Extract provided —
** begin **
The Eleventh Circuit recognizes in this instance the last-served defendant rule, meaning each defendant is permitted thirty days in which to seek removal. Id. In so doing, the Eleventh Circuit rejects what other courts recognize as the “first-served rule”, which in application, the thirty day time-window for removal is triggered as of the date of service on the first defendant. See, e.g., Getty Oil Corp. v. Ins. Co. of N. Am., 841 F. 2d 1254, 1262-63 (5th Cir. 1988). As a result, a defendant who otherwise waived the right to seek removal through its own non-adherence with § 1446(b) may have a second opportunity to remove a matter to federal court at such time that a last-served defendant elects to do the same, through joinder. See Bailey, 536 F. 3d at 1205; Russell Corp., 264 F. 3d at 1050 (requiring unanimity).

With regard to the actual document(s) by way of which the time-window for removal may be triggered, “a case may be removed on the face of the complaint if the plaintiff has alleged facts sufficient to establish the jurisdictional requirements.” Lowery v. Ala. Power Co., 483 F. 3d 1184, 1215 n. 63 (11th Cir. 2007). With diversity jurisdiction, actual knowledge by a defendant is not required and mere notice in the complaint of the potential that plaintiff’s claims meet the requirements of diversity, as alleged, is sufficient.

As courts in Florida have stated: “[adding an actual knowledge limitation would complicate an otherwise straightforward statutory provision [(§ 1446(b)], adding a cloud of uncertainty over removal actions, and requiring courts to engage in the difficult and uncertain task of determining whether a particular communication could have (or should have) provided adequate notice to a defendant of a plaintiff’s claimed damages.” Ragbir, 2009 WL 2423105 at 5 (quoting Callahan v. Countrywide Home Loans, Inc., No. 3:06-cv-105, 2006 WL 1776747, at 4 (N.D. Fla. June 26, 2006)). Therefore, it is a bright-line rule that actual knowledge by a defendant is not required so as to “promote certainty and judicial efficiency by not requiring courts to inquire into what a particular defendant may or may not subjectively know.” Id. (quoting Chapman v. Powermatic, Inc., 969 F. 2d 160, 163 (5th Cir. 1992)).
** end **
Given instruction A — Return the stretch of the passage on federal removal from "As courts in" through "(5th Cir. 1992)).", copied word for word.

Input for this task —
** begin **
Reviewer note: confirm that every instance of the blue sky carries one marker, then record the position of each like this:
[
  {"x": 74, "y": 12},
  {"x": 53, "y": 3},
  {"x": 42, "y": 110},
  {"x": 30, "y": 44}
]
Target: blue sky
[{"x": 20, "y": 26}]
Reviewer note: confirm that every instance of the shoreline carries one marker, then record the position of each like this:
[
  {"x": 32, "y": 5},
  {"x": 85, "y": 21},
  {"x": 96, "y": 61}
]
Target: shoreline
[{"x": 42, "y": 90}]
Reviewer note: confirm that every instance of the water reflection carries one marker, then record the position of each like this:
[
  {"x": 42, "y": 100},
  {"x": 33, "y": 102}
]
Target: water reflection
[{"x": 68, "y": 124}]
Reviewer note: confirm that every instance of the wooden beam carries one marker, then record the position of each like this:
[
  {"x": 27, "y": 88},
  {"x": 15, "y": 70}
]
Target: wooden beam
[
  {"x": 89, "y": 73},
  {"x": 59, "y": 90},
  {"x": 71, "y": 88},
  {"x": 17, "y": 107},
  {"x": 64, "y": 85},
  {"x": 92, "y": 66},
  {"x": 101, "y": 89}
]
** end **
** begin **
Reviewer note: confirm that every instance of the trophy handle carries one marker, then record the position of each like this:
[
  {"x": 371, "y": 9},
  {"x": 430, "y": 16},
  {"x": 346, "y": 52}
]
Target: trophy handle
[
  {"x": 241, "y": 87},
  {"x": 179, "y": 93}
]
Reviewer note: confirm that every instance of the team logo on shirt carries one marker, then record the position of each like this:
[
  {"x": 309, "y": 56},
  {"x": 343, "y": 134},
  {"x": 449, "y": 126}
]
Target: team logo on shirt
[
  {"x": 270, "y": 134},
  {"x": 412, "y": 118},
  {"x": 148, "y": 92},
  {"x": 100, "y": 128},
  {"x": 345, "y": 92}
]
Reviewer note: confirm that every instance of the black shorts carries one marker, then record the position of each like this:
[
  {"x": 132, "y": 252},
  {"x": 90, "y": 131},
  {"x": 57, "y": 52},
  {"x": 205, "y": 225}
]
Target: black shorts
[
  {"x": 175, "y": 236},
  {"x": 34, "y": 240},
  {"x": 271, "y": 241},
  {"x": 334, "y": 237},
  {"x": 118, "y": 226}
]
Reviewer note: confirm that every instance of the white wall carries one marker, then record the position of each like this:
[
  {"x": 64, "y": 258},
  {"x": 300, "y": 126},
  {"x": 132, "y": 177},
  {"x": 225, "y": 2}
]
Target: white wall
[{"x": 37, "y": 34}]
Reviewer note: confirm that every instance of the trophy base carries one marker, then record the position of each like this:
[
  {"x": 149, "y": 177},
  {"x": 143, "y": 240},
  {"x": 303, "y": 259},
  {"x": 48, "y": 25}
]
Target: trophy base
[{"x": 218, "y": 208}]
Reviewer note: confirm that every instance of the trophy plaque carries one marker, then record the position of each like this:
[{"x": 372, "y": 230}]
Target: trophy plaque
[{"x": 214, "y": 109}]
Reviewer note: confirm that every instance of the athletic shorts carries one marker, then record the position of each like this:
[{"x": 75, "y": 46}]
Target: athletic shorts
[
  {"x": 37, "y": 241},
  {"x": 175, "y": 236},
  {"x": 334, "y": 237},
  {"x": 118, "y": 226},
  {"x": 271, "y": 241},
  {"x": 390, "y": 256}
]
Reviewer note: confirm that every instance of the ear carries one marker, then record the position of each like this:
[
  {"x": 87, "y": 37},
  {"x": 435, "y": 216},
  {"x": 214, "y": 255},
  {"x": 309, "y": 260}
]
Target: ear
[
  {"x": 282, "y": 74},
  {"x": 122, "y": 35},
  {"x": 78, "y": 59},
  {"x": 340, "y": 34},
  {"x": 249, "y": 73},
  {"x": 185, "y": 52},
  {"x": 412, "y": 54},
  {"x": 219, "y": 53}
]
** end **
** begin **
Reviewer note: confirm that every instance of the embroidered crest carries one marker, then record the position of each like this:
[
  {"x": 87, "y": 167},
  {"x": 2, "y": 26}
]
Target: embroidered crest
** end **
Given instruction B — List each line of the entries above that contains the string "embroidered".

Full response A —
As courts in Florida have stated: “[adding an actual knowledge limitation would complicate an otherwise straightforward statutory provision [(§ 1446(b)], adding a cloud of uncertainty over removal actions, and requiring courts to engage in the difficult and uncertain task of determining whether a particular communication could have (or should have) provided adequate notice to a defendant of a plaintiff’s claimed damages.” Ragbir, 2009 WL 2423105 at 5 (quoting Callahan v. Countrywide Home Loans, Inc., No. 3:06-cv-105, 2006 WL 1776747, at 4 (N.D. Fla. June 26, 2006)). Therefore, it is a bright-line rule that actual knowledge by a defendant is not required so as to “promote certainty and judicial efficiency by not requiring courts to inquire into what a particular defendant may or may not subjectively know.” Id. (quoting Chapman v. Powermatic, Inc., 969 F. 2d 160, 163 (5th Cir. 1992)).

Full response B —
Reviewer note: confirm that every instance of the embroidered crest carries one marker, then record the position of each like this:
Target: embroidered crest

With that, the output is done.